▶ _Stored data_
......
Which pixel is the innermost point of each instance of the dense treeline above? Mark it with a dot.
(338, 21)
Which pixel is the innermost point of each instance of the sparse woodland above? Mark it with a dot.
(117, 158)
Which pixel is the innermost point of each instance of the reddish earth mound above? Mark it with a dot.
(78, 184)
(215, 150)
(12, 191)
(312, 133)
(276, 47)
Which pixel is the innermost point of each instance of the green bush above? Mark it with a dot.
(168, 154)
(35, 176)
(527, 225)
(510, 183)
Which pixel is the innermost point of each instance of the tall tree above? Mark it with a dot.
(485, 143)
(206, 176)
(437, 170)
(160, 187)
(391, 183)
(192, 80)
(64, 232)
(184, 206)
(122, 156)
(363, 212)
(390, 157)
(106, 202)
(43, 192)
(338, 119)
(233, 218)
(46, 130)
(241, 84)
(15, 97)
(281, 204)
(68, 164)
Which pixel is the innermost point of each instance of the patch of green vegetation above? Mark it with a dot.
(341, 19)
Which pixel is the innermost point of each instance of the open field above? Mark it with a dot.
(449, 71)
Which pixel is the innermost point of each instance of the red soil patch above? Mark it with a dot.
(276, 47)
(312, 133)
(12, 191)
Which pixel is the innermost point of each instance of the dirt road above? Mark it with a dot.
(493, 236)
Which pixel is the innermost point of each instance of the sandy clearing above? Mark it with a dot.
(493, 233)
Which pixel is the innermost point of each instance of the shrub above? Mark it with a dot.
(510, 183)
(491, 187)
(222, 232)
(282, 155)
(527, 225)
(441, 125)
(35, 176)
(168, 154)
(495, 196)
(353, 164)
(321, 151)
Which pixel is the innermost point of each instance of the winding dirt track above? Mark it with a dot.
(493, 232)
......
▶ _SET EXERCISE_
Please rewrite the data from the line containing "woodland above? Mark it with a dot.", including that line, through the end, keeping every line. Multiply each point coordinate in the answers by 0.9 and round it to a whole number, with halves rounding up.

▶ _ANSWER_
Which pixel is the innermost point of each instance of the sparse woodland above? Mark it with a dot.
(105, 142)
Which pixel is the innermost point of each instance of the reddish earth mound above? Mark it with a dot.
(70, 166)
(194, 135)
(11, 172)
(281, 120)
(248, 42)
Which pixel is the innermost point of each instance of the green bush above? Mark it with a dot.
(151, 139)
(32, 158)
(474, 203)
(459, 165)
Which pixel is the innermost point of each instance of the tall tree above? Mark it with a dot.
(437, 129)
(185, 158)
(393, 153)
(144, 168)
(352, 165)
(173, 72)
(58, 209)
(166, 185)
(110, 140)
(327, 191)
(351, 141)
(95, 182)
(39, 173)
(304, 107)
(210, 196)
(41, 117)
(217, 76)
(14, 87)
(253, 184)
(61, 148)
Which pixel is the innermost point of each instance of the patch of green vegetation above? Mark it with a dot.
(307, 17)
Which pixel is the innermost point of each instance of the open field above? Mark it with a dot.
(404, 64)
Which pixel is the innermost point of each instance of the red soil patch above? Mark it with a dot.
(248, 42)
(281, 120)
(11, 172)
Which pixel is the innermost point of each instance of the dirt road above? Mark it with a dot.
(444, 212)
Which pixel is the innermost point of each instance of the sandy clearing above? Mark it with a dot.
(444, 210)
Which pixel is the innermost point of each instance of the shrub above? Mark it with a dot.
(459, 165)
(442, 168)
(200, 209)
(254, 140)
(474, 203)
(397, 113)
(32, 158)
(151, 139)
(446, 176)
(318, 148)
(289, 136)
Which pixel is the innermost point of each instance of the winding dirt track above? Mark it with a dot.
(444, 209)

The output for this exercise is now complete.